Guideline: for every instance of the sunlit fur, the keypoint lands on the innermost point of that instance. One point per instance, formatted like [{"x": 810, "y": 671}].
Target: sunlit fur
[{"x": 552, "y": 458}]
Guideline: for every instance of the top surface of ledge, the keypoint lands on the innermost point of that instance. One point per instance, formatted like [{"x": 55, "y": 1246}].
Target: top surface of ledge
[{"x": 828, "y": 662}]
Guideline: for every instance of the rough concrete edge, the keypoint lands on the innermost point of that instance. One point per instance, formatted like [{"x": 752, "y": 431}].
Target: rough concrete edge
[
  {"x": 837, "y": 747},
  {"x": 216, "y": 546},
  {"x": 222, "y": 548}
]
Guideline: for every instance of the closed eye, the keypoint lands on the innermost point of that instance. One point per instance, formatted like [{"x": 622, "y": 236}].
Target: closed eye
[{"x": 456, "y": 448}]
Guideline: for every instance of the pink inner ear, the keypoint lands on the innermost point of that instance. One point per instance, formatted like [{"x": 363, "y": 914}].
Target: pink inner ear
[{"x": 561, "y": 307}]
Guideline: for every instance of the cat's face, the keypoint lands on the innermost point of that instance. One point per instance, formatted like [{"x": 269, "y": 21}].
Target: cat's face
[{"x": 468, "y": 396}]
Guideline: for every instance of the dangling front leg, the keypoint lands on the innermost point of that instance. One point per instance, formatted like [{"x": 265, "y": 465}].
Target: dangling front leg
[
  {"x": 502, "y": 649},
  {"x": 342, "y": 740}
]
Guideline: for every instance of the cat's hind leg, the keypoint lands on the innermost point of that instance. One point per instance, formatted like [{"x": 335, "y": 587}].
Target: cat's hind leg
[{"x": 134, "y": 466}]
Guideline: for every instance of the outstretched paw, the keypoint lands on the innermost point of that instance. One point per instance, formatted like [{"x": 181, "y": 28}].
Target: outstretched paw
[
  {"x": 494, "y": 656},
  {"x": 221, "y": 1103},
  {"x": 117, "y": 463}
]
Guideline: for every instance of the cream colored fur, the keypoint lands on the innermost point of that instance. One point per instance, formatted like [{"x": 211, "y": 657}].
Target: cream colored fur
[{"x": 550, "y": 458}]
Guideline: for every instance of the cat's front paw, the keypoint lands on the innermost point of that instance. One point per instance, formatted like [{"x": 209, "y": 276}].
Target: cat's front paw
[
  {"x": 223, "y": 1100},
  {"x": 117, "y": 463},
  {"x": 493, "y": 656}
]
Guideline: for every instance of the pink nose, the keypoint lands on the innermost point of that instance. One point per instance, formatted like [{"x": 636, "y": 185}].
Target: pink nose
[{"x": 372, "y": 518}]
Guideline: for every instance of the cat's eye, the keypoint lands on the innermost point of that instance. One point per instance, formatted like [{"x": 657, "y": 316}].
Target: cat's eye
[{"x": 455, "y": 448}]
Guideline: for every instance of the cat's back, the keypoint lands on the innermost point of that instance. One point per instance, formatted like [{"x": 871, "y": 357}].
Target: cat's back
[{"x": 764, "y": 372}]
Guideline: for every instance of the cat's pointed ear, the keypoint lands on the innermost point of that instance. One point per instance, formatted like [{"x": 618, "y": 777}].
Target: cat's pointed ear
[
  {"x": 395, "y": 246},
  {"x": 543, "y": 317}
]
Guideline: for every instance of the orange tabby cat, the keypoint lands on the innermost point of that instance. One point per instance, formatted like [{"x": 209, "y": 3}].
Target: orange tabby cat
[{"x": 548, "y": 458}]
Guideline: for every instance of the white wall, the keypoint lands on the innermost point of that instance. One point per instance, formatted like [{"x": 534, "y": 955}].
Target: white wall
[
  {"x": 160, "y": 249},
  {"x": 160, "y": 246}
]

* * * * * * * * *

- _SET TASK_: Give all of the data above again with "innermost point" renamed to "central point" wherever it appears, and leave everything else unchanged.

- _REPLY TO THE TASK_:
Guideline: for every instance of the sunlit fur, the keypoint lands on the central point of that instance. One point per instance, formatted like [{"x": 810, "y": 671}].
Target: sunlit fur
[{"x": 552, "y": 458}]
Guideline: for every instance of the top surface of ledge, the keypoint lands on the central point of that instance. One point per instance, formatted like [{"x": 55, "y": 1246}].
Target: top surface of ledge
[{"x": 828, "y": 662}]
Guideline: for every instance of the rough concrete edge, the keypoint lands on the central point of that instance. One point per instance, formatted like [{"x": 752, "y": 431}].
Target: rough concrete edge
[
  {"x": 837, "y": 747},
  {"x": 216, "y": 546},
  {"x": 222, "y": 548}
]
Guideline: for every instance of the closed eye, the keypoint lands on the central point of that instance. One point per instance, formatted like [{"x": 622, "y": 236}].
Target: closed eye
[{"x": 456, "y": 448}]
Guideline: for every instance of the pink inner ear, the keypoint lands on the central point of that instance. One point per instance, formatted like [{"x": 363, "y": 914}].
Target: pink inner ear
[{"x": 561, "y": 307}]
Guideline: for every instance of the cat's face, the keypoint lands on the central point of that instance. One point per instance, formatted like [{"x": 269, "y": 21}].
Target: cat's face
[{"x": 468, "y": 396}]
Guideline: for every instance of the dangling front leg, the keypoint lands on the central point of that instance. One point per instance, formatted like [{"x": 265, "y": 465}].
Target: dangling front leg
[
  {"x": 502, "y": 649},
  {"x": 342, "y": 740}
]
Guideline: for every instance of the cat's hind leg, the keypoint lands on the central point of that instance. One point per instance, formatted like [{"x": 335, "y": 587}].
Target: cat's hind leg
[{"x": 134, "y": 466}]
Guideline: for every instance of the outstretched paw, the keypoint lands on the central point of that instance. One point per instance, formatted like [{"x": 181, "y": 28}].
Target: outstretched paw
[
  {"x": 494, "y": 656},
  {"x": 221, "y": 1103},
  {"x": 117, "y": 463}
]
Guideline: for every instance of the cream colored fur, the keypoint lands on the central point of that instance. One point per instance, formatted like [{"x": 211, "y": 657}].
Target: cream colored fur
[{"x": 550, "y": 458}]
Guideline: for every instance of the cat's front paw, the keypoint lands on the central point of that instance. One point per instance, formatted like [{"x": 209, "y": 276}].
Target: cat's front paw
[
  {"x": 223, "y": 1100},
  {"x": 117, "y": 463},
  {"x": 493, "y": 656}
]
Guideline: for every instance of the pink nose, the keypoint lands on the central point of that instance. One point per instance, formatted like [{"x": 636, "y": 185}].
Target: pink nose
[{"x": 372, "y": 518}]
Guideline: for every instance of the cat's eye, the keypoint lands on the central point of that instance. One point per instance, formatted like [{"x": 657, "y": 316}].
Target: cat's eye
[{"x": 455, "y": 448}]
Guideline: for every instance of the cat's back, the keypoint lands on the central point of that instance. One point per instance, formatted like [{"x": 871, "y": 357}].
Target: cat's back
[{"x": 764, "y": 372}]
Guideline: for every instance of the cat's pointed ear, the keypoint lands on the central point of that instance. One point per instance, formatted like [{"x": 618, "y": 777}].
Target: cat's pointed ear
[
  {"x": 395, "y": 246},
  {"x": 543, "y": 317}
]
Guideline: for every instance of the orange tabby cat, the keypoint lands on the central point of that instance. One point per instance, formatted like [{"x": 209, "y": 3}].
Target: orange tabby cat
[{"x": 548, "y": 458}]
Guideline: for every instance of the white wall, the keypoint lands on the central point of that instance. One point per instance, formatted like [{"x": 534, "y": 955}].
Target: white wall
[
  {"x": 160, "y": 249},
  {"x": 160, "y": 246}
]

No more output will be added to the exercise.